The request -
Reproduce the listing below in full, including the request text, but add -8 to every coordinate in the point answers that follow the picture. Leave the sample coordinates in the request unchanged, and omit the picture from your reproduction.

Raw records -

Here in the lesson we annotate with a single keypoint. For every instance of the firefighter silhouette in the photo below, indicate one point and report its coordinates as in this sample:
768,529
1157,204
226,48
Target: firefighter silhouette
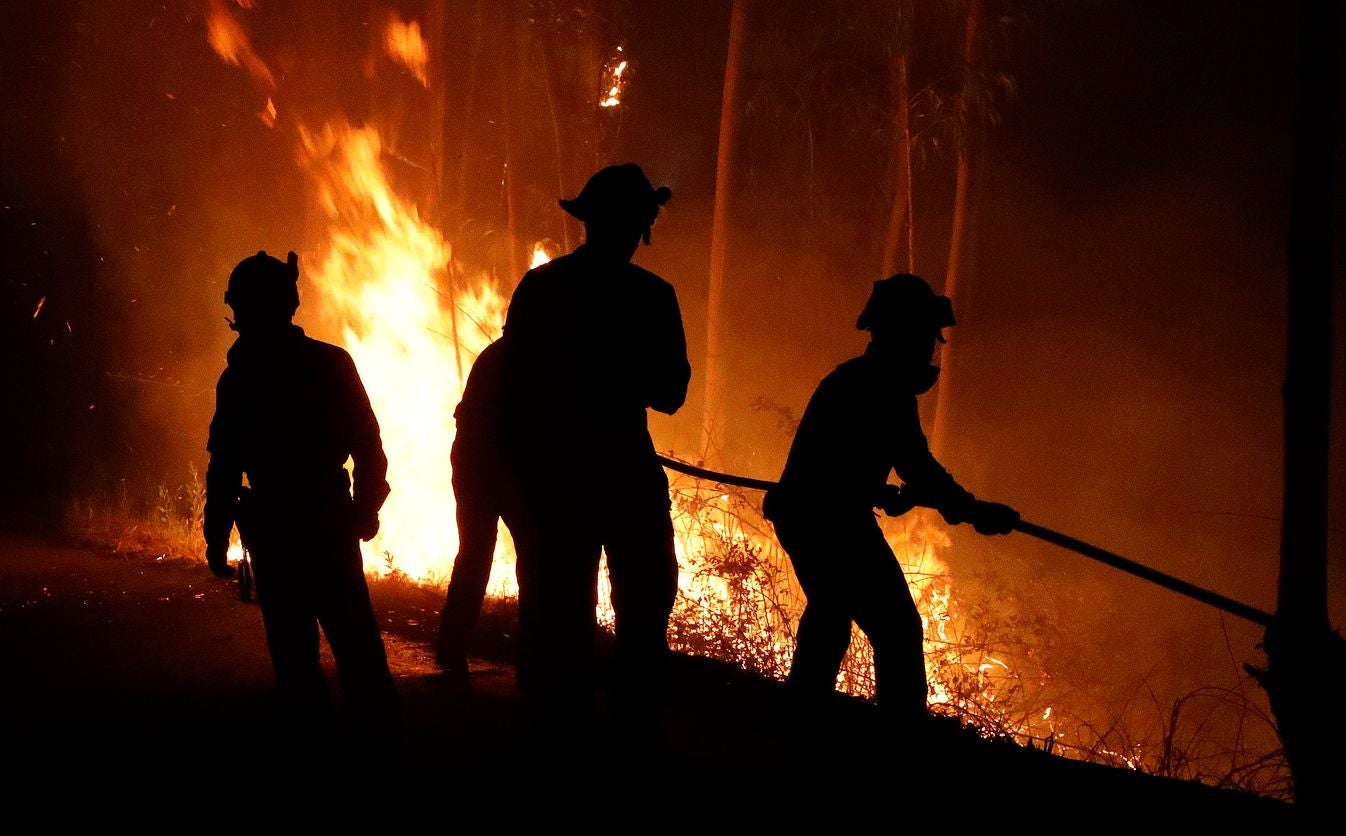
860,426
482,496
290,411
591,342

Task response -
Here in the lesson we annotate with a single keypoint. For every instance of the firefighter silhouette in the photo below, indicate one point and report its coordinates as in this sample:
768,529
1157,204
226,48
Target: firefighter silhouette
852,418
474,488
282,403
583,334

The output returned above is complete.